▶ _Work to be completed_: In the records below, find the line with "the white building"; retype that line and all the following lines through the end, exactly, and add nothing.

Top of Recorded data

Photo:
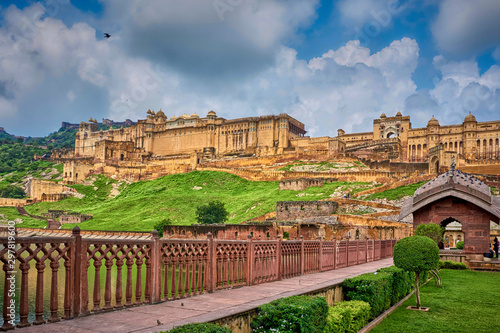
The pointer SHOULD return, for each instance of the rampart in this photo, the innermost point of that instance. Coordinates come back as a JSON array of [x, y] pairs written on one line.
[[293, 210]]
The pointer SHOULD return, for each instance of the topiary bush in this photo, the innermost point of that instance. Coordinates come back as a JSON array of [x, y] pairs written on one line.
[[348, 316], [200, 328], [305, 314], [452, 265], [401, 284], [416, 254], [373, 288]]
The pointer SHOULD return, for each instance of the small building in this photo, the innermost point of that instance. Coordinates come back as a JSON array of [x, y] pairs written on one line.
[[456, 197]]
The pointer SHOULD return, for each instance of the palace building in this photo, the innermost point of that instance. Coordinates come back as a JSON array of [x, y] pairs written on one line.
[[471, 140]]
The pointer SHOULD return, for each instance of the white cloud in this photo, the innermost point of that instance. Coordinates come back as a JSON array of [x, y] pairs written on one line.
[[465, 26]]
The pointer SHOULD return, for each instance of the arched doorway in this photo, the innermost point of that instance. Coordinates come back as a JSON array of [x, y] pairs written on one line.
[[452, 232]]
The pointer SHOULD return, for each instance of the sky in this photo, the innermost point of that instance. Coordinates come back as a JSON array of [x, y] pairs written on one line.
[[329, 63]]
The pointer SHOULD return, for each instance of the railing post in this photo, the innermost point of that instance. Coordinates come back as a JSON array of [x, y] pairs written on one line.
[[155, 267], [250, 260], [320, 256], [278, 258], [212, 262], [302, 259], [77, 272], [347, 251], [334, 253], [357, 250]]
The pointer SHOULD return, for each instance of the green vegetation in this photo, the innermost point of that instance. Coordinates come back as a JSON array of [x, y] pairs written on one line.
[[305, 314], [141, 205], [324, 166], [213, 212], [380, 289], [200, 328], [348, 316], [397, 193], [468, 302], [452, 265], [160, 226], [416, 254], [431, 230]]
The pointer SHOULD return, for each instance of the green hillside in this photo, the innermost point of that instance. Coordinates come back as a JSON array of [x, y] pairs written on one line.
[[139, 205]]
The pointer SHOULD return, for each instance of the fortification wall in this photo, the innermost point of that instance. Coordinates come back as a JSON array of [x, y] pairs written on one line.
[[9, 202], [292, 210]]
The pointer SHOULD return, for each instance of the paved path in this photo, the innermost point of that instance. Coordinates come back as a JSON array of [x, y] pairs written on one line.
[[203, 308]]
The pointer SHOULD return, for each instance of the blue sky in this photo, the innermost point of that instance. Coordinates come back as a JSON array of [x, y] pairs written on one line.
[[331, 64]]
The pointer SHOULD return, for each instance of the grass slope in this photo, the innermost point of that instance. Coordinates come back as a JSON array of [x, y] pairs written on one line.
[[141, 204], [468, 302], [397, 193]]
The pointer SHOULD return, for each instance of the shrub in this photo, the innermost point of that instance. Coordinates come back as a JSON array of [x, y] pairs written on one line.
[[213, 212], [431, 230], [452, 265], [402, 282], [305, 314], [416, 254], [373, 288], [200, 328], [348, 316]]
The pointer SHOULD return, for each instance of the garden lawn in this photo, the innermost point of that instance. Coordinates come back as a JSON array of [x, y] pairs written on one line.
[[468, 302]]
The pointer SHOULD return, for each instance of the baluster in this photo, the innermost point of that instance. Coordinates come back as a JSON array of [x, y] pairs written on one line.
[[119, 284], [54, 265], [68, 290], [148, 291], [179, 278], [193, 275], [24, 306], [107, 288], [165, 287], [97, 285], [138, 284], [128, 288], [6, 298], [40, 267], [174, 278]]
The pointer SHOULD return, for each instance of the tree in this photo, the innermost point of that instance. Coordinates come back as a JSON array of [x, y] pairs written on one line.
[[160, 226], [416, 254], [213, 212], [431, 230]]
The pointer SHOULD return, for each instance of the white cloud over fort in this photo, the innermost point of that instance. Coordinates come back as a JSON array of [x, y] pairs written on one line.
[[181, 57]]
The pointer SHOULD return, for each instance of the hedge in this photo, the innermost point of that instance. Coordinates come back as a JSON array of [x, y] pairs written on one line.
[[304, 314], [452, 265], [402, 282], [373, 288], [200, 328], [348, 316]]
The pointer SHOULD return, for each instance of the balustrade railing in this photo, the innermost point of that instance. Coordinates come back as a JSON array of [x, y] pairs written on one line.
[[74, 276]]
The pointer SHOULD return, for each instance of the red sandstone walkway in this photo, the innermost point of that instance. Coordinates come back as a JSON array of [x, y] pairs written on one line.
[[203, 308]]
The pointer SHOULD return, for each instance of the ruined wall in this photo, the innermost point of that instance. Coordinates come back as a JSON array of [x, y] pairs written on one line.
[[44, 190], [9, 202], [292, 210], [300, 184]]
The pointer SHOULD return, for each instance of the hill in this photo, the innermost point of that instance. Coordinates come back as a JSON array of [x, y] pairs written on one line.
[[140, 205]]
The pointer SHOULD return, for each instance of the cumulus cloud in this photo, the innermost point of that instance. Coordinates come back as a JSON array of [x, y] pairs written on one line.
[[460, 89], [209, 39], [466, 27]]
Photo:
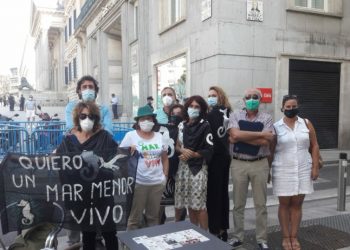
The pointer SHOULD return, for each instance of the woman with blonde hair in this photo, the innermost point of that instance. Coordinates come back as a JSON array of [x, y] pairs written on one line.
[[219, 166]]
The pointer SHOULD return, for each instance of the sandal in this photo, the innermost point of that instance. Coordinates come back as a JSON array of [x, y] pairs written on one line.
[[286, 243], [295, 243]]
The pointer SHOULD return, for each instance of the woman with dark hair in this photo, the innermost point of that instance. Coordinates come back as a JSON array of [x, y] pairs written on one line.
[[219, 166], [195, 147], [168, 99], [87, 135], [152, 168], [293, 168]]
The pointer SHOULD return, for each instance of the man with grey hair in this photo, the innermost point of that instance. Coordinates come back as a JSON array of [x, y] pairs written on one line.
[[251, 131]]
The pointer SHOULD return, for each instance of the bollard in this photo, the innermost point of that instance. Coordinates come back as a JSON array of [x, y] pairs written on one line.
[[342, 175]]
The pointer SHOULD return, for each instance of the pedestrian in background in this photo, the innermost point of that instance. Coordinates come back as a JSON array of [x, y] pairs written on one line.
[[293, 168], [152, 168], [219, 167], [114, 102], [21, 103], [195, 147], [251, 132], [30, 108], [11, 100], [150, 102], [168, 98], [87, 90]]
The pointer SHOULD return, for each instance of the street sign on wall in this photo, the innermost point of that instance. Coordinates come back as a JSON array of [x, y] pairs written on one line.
[[266, 95], [255, 10]]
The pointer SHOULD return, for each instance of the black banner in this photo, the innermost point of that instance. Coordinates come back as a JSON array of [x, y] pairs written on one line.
[[87, 191]]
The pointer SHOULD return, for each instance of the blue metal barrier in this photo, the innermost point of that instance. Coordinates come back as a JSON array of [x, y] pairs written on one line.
[[13, 139], [45, 141]]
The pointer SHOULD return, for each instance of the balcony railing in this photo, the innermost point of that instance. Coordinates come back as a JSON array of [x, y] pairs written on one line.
[[83, 12]]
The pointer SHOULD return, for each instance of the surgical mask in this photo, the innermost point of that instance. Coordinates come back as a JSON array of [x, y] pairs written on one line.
[[146, 126], [193, 113], [88, 95], [86, 124], [252, 104], [291, 113], [212, 101], [175, 119], [167, 100]]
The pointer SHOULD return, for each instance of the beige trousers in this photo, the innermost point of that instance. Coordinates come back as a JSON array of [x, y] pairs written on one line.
[[146, 199], [256, 173]]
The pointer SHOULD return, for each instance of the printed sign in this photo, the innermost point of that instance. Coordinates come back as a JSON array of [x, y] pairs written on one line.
[[266, 95], [88, 190], [255, 10]]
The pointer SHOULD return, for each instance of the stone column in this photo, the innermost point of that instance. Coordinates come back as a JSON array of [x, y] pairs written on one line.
[[127, 83]]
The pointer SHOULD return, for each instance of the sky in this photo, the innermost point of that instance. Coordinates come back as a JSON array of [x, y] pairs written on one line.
[[14, 28]]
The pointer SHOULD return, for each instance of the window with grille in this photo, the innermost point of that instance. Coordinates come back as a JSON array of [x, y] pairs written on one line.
[[171, 12], [312, 4]]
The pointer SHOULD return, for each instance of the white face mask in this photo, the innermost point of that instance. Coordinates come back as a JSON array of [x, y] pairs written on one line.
[[146, 125], [167, 100], [86, 124]]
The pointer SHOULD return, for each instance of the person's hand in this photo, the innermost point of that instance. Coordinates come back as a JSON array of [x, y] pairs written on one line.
[[314, 173], [269, 177], [268, 135], [188, 153], [132, 149]]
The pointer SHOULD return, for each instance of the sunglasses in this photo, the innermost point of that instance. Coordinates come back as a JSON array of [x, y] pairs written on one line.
[[84, 116], [254, 97]]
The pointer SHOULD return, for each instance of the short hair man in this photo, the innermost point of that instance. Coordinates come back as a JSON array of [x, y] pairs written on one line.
[[87, 90], [30, 108], [251, 131]]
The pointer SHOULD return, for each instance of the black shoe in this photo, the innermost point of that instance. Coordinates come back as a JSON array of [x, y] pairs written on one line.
[[235, 243], [263, 246], [223, 236]]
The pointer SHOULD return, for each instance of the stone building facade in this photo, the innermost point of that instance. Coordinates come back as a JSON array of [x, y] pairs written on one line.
[[135, 48]]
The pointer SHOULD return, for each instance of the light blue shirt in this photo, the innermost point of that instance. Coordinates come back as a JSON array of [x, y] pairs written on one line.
[[162, 117], [106, 117]]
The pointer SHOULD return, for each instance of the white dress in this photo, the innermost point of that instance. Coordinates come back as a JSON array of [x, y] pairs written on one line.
[[292, 163]]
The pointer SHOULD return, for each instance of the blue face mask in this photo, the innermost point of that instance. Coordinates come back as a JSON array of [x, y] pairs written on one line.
[[193, 113], [212, 101], [88, 95]]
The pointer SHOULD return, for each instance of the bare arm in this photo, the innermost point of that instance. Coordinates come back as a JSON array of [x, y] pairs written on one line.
[[165, 163], [315, 151]]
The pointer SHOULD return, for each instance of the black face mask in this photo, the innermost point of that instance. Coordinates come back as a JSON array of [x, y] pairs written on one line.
[[175, 119], [291, 113]]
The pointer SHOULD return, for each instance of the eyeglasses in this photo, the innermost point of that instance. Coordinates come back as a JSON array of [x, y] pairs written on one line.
[[84, 116], [288, 97], [248, 97]]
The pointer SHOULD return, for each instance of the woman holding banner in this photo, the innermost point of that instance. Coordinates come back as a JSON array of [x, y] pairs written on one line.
[[152, 169], [88, 136]]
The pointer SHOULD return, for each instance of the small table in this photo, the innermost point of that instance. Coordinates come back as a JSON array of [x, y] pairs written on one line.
[[172, 235]]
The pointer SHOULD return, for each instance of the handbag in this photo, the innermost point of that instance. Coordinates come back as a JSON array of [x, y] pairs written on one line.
[[320, 160]]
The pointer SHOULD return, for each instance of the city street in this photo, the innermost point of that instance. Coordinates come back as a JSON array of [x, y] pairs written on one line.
[[319, 205]]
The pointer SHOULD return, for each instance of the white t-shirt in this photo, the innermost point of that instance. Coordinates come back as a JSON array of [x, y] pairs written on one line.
[[150, 167]]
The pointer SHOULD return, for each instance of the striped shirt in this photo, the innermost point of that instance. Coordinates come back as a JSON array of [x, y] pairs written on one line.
[[262, 117]]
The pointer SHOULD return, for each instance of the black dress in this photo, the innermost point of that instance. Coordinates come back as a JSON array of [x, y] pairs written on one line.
[[100, 142], [218, 172]]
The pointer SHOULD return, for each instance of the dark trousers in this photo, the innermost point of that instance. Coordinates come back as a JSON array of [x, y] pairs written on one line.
[[89, 240], [115, 111], [217, 193]]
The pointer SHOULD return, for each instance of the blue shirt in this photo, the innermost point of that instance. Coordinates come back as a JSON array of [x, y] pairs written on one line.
[[162, 117], [106, 118]]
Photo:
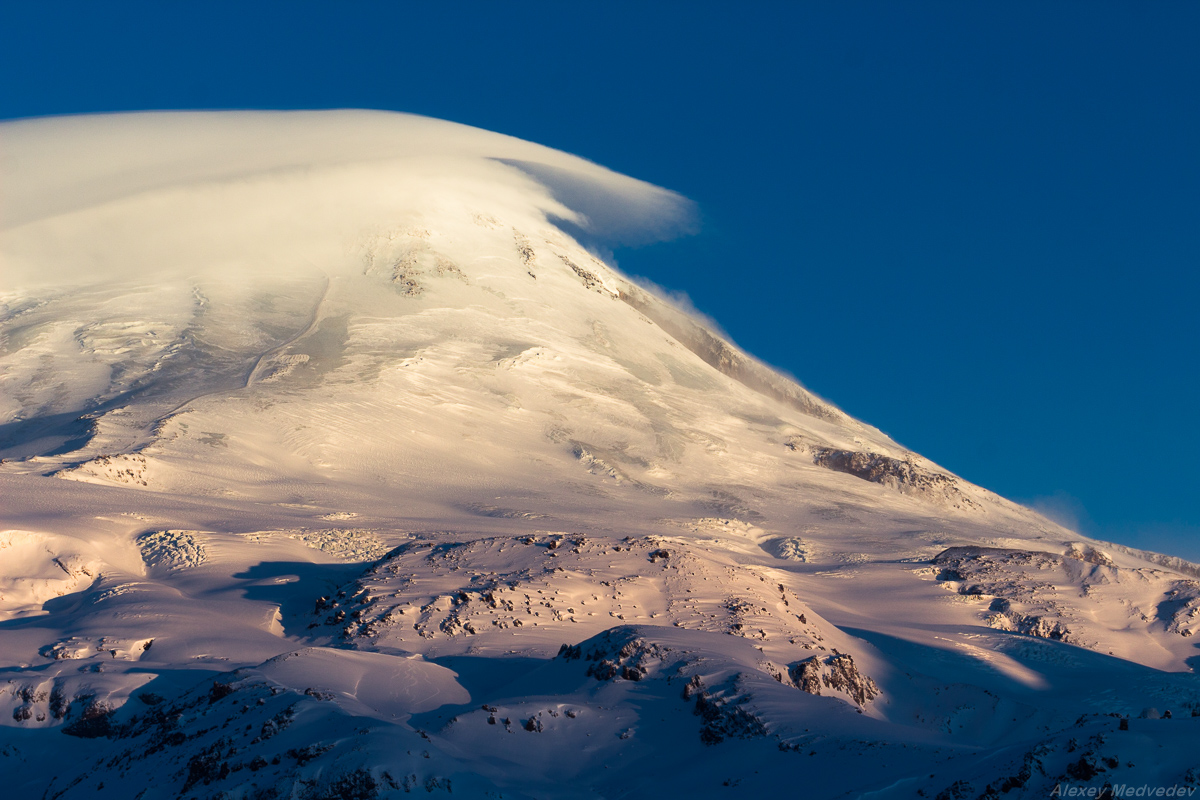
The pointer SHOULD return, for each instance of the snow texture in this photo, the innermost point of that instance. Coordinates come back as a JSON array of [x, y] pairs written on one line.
[[335, 464]]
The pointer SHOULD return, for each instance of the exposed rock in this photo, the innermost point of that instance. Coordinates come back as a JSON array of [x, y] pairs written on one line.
[[837, 672], [899, 474]]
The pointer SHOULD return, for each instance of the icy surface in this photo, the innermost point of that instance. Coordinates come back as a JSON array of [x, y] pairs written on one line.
[[336, 467]]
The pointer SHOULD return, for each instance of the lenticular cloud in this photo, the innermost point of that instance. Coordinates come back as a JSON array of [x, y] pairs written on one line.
[[113, 196]]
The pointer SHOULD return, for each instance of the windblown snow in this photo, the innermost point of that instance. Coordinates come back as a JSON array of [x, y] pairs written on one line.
[[337, 464]]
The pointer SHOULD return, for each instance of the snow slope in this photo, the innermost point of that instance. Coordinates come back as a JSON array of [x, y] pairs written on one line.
[[336, 465]]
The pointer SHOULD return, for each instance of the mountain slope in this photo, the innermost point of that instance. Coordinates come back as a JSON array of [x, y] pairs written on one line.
[[325, 440]]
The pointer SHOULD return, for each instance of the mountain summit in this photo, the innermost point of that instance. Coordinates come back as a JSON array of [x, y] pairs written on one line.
[[339, 464]]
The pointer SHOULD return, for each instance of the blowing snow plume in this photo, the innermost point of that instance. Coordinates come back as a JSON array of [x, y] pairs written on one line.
[[334, 464]]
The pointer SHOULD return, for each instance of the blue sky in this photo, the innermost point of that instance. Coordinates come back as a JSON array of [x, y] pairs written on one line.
[[975, 226]]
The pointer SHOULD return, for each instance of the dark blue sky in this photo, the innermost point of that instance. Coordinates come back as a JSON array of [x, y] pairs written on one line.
[[975, 226]]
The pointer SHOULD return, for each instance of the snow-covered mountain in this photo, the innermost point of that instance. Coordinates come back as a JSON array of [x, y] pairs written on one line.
[[336, 465]]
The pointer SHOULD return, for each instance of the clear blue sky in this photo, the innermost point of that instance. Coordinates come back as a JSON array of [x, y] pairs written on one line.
[[972, 224]]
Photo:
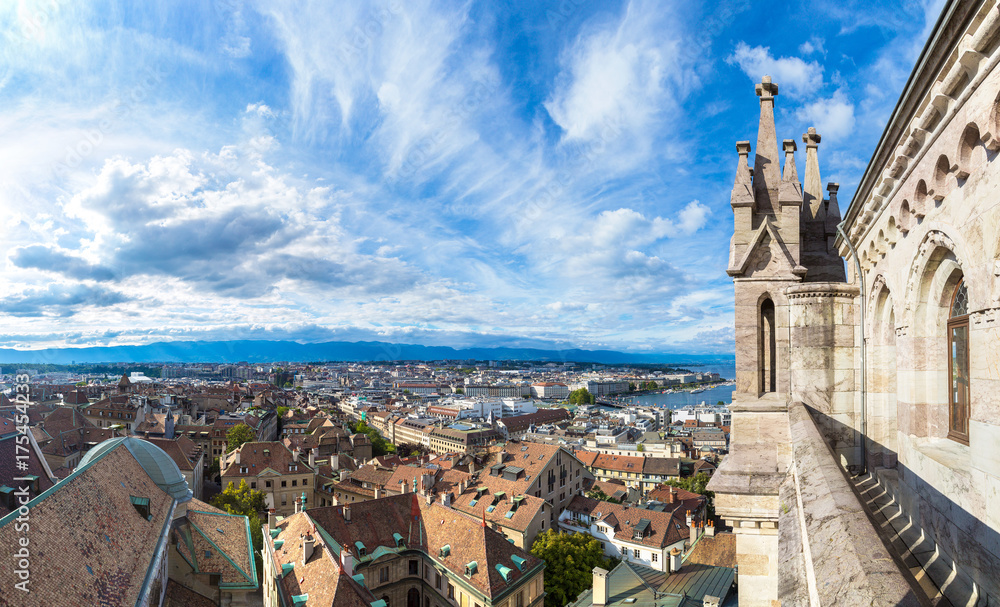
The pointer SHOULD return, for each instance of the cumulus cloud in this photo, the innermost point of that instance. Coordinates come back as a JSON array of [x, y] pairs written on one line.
[[815, 44], [799, 76], [59, 300], [622, 74], [832, 116], [40, 257]]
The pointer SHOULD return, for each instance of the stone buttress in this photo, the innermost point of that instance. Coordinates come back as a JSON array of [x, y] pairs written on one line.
[[790, 297]]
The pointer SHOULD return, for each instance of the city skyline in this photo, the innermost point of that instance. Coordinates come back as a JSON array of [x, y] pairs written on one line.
[[461, 175]]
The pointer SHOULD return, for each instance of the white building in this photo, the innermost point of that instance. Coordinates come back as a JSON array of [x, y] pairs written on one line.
[[547, 389]]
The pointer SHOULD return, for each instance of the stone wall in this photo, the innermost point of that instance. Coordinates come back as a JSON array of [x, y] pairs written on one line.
[[823, 358]]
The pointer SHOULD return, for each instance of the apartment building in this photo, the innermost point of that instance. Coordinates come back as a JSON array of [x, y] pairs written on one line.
[[274, 469], [394, 551]]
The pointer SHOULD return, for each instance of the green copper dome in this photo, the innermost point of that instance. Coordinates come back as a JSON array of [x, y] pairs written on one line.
[[155, 461]]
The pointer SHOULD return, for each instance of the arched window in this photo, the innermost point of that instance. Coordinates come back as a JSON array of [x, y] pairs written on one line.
[[766, 348], [958, 365]]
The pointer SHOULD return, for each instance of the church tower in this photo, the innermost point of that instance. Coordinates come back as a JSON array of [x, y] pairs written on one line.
[[790, 291]]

Bottom of Recorded data

▶ _Completed exercise_:
The pointer SHOULD return, for each instance of the white building in this photo, the innermost point of that instance. Coordinates come back as a JSON array of [x, y] pairs written on one line.
[[547, 389]]
The pointer SHOULD return, for each instance of the stone wall in this photo, the innermost point of that instance. Coordinates come back as a JSON array of [x, y] pairs written on one line.
[[823, 358]]
The pointer SHOULD return, for each instance of the apartment building in this photo, the innermost point of that instance. Coordinates come back as a JSON array of [x, y] pairs written on one line.
[[274, 469], [394, 551]]
The pointer SHOULD return, for each instance of the green copper dome in this photo, the innermost point of that instance. Coordinates come back as a JSON array of [x, y] pairs written on one line.
[[155, 461]]
The pointer SHOULD return, for each instance of the arched window in this photo, the innermost point of that instance. Coordinates come back as a JSON array of [x, y] pairs written on one line.
[[766, 348], [958, 365]]
The pointer SHOULD return, for each instance of the church tower in this photo, the innermost point of that instance. Coordinates come back as a JSON array of [x, y] pairs written on one line.
[[790, 291]]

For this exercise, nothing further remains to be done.